> _Exercise prompt_
Rewrite every line of the data below as a numbered list, leaving out any blank lines.

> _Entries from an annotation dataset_
------------------------------

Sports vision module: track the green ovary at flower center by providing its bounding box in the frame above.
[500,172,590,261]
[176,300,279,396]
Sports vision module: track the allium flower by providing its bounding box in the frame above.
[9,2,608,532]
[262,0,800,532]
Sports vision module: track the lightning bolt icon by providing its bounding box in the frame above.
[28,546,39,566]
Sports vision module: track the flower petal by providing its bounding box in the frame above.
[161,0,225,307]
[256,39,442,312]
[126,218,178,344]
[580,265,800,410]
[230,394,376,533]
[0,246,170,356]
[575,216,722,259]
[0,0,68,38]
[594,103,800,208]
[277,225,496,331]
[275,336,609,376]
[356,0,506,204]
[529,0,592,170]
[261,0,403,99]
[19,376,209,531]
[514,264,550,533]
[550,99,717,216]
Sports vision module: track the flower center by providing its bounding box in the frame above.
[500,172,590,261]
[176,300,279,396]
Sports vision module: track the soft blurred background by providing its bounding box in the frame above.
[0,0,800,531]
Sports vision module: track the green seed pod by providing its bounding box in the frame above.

------------------------------

> _Exercise output_
1. Sports vision module: track the green ovary at flower center by providing its bounding box in the frame above.
2. [500,172,590,261]
3. [176,300,279,396]
4. Sports vision module: track the allium flower by providing its bounding box in the frame above.
5. [9,2,608,532]
6. [262,0,800,532]
7. Sports vision module: track the lightning bolt icon by providing its bounding box in the frame above.
8. [28,546,39,566]
9. Sports vision module: track the flower petal by providing its bounding box in the frame above.
10. [161,0,225,307]
11. [256,39,442,312]
12. [126,218,178,344]
13. [580,265,800,410]
14. [230,394,376,533]
15. [0,246,170,356]
16. [575,216,722,259]
17. [0,0,68,38]
18. [594,103,800,208]
19. [277,225,496,331]
20. [275,336,609,376]
21. [356,0,506,204]
22. [529,0,592,170]
23. [261,0,403,99]
24. [19,376,209,531]
25. [514,264,550,533]
26. [550,99,717,216]
27. Sports vision module: track the flower center by providing its bounding box in the frame above.
28. [500,172,590,261]
29. [176,300,279,396]
30. Sports vision module: track the soft blurred background by providing its bounding box in the frame above.
31. [0,0,800,531]
32. Sports vision module: track the green seed pod by providing its bounding box in the frame above.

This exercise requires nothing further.